### Exercise task
Reproduce the lines below verbatim, every one of them, and omit the pictures from your output.

### Records to process
--- Begin ---
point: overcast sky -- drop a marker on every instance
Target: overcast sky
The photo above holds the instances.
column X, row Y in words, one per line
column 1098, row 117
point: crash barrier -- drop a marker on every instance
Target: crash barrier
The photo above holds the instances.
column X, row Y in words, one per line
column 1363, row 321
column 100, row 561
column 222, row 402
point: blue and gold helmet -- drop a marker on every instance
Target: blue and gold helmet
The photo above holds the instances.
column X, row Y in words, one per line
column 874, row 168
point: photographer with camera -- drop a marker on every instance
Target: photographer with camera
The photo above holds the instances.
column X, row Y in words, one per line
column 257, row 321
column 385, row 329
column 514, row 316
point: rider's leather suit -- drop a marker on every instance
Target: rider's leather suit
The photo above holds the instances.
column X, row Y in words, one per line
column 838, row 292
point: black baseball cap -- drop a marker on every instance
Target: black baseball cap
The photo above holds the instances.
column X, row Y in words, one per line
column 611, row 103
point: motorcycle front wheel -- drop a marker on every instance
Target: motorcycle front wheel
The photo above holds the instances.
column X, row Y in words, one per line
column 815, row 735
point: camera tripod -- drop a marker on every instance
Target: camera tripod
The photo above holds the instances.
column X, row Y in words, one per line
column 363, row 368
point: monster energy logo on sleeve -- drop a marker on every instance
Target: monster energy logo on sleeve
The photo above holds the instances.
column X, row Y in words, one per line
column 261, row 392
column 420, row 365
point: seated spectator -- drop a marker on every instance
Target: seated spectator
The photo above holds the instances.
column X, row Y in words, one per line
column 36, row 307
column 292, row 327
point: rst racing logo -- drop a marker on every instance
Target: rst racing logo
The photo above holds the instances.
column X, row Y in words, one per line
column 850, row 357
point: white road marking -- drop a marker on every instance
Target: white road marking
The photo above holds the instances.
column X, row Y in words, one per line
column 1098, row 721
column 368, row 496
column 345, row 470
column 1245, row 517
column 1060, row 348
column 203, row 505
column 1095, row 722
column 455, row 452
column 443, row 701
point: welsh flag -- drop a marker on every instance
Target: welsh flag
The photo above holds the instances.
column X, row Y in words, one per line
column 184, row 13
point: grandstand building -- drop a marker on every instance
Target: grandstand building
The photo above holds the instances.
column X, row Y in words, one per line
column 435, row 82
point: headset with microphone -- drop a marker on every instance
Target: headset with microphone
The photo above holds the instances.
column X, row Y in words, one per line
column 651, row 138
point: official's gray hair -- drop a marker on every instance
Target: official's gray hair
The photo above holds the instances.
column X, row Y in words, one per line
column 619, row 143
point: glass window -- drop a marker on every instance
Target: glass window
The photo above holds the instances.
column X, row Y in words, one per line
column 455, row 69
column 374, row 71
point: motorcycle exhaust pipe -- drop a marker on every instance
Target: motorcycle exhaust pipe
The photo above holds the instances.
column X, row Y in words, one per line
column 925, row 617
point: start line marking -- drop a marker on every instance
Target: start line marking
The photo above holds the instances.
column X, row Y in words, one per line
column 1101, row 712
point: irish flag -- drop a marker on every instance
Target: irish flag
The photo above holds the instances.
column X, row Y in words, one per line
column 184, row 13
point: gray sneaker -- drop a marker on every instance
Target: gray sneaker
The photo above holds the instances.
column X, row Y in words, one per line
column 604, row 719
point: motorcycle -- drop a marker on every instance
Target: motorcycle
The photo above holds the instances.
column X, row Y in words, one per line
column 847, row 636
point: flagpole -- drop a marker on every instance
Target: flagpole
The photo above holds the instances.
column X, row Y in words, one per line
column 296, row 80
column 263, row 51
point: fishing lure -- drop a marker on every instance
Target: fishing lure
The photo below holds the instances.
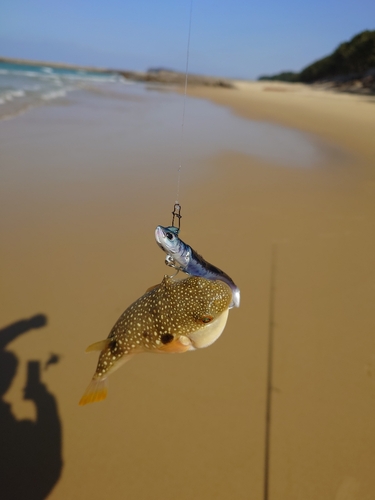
--- End ---
### Output of the task
point: overcast sky -- drop a marker on every instance
Target: overcast sky
The photo above holds the instances.
column X, row Y in words, one per line
column 1098, row 117
point: crash barrier -- drop a marker on every instance
Target: crash barrier
The photo above holds the instances.
column X, row Y in words, one per line
column 1363, row 321
column 100, row 561
column 222, row 402
point: blue and gold helmet -- drop a marker on every instance
Target: blue and gold helmet
The photo above holds the instances.
column X, row Y in words, one per line
column 874, row 168
point: photographer with camera -- drop a marker on every instance
Target: photographer with camera
The photo above holds the instances.
column X, row Y in words, one per line
column 257, row 321
column 385, row 329
column 514, row 316
point: rider's leather suit -- drop a marker on every instance
Target: rider's leather suit
The photo above holds the instances.
column X, row Y in words, one per line
column 838, row 292
point: black baseball cap -- drop a marker on every instance
Target: black baseball cap
The photo above holds the instances.
column X, row Y in words, one per line
column 611, row 103
point: motorcycle front wheel -- drop a marker on every instance
Target: motorcycle front wheel
The photo above holds the instances.
column X, row Y in words, one per line
column 815, row 735
point: camera tripod -- drop a marker on every instance
Target: camera tripod
The photo above holds the instances.
column X, row Y in words, one per line
column 363, row 368
point: monster energy logo on sleeve -- drop a marker on every instance
Target: monster energy logo on sleeve
The photo above holds the instances.
column X, row Y in words, one per line
column 261, row 392
column 420, row 365
point: seated spectator -- drop a marker on every instance
Target: seated spectator
The photo above holds the instances.
column X, row Y in words, one per line
column 36, row 307
column 292, row 327
point: rst racing logo -- drop a marker on every instance
Target: rst racing logo
The photo above holds the instances.
column X, row Y in words, one per line
column 850, row 357
point: white road marking -- drop a marker on every instance
Target: white road marking
The photo above holds the instances.
column X, row Y in words, one per line
column 1098, row 721
column 368, row 496
column 345, row 470
column 1245, row 517
column 1060, row 348
column 203, row 505
column 1095, row 722
column 455, row 452
column 443, row 701
point: welsh flag -- drop a marker on every instance
Target: welsh flag
The photo above holds the instances.
column X, row Y in words, one per line
column 184, row 13
point: grandstand building -- drop a marker on every instance
Target: grandstand building
The photo above holds the instances.
column X, row Y in words, one per line
column 435, row 82
point: headset with microphone -- drop a marker on every instance
Target: headset with microphone
The photo above holds the instances.
column X, row Y in words, one per line
column 651, row 138
point: official's gray hair -- drop a marker on every instance
Target: official's gray hair
The photo above holds the instances.
column X, row Y in words, one per line
column 619, row 143
point: glass window -- drop a marker on every instance
Target: glass window
The photo above holds the instances.
column X, row Y in words, one per line
column 455, row 69
column 374, row 71
point: motorcycle exhaust pipe -- drop a marker on every instance
Target: motorcycle exhaust pipe
The photo above holds the instances.
column X, row Y in words, one per line
column 925, row 617
point: start line marking -- drop a marker on every instance
Target: start line marking
The photo above holds the instances.
column X, row Y in words, one per line
column 1101, row 712
point: irish flag -- drop a marker on every instance
Target: irish flag
The photo above holds the instances.
column X, row Y in words, one per line
column 184, row 13
point: gray sneaker -- drop a marker on every instance
Target: gray sneaker
The photo above holds the instances.
column X, row Y in words, one per line
column 604, row 719
point: motorcycle -- drop a marker on every instance
Target: motorcycle
The photo above holds the instances.
column X, row Y in words, one per line
column 847, row 636
point: flagpole -- drop a marker on every instance
Target: flagpole
The photo above holds the instances.
column X, row Y in words, one per line
column 296, row 80
column 263, row 51
point: fishing lure -- drop a marker on every instance
Target: fishing lure
The photo below holds the instances.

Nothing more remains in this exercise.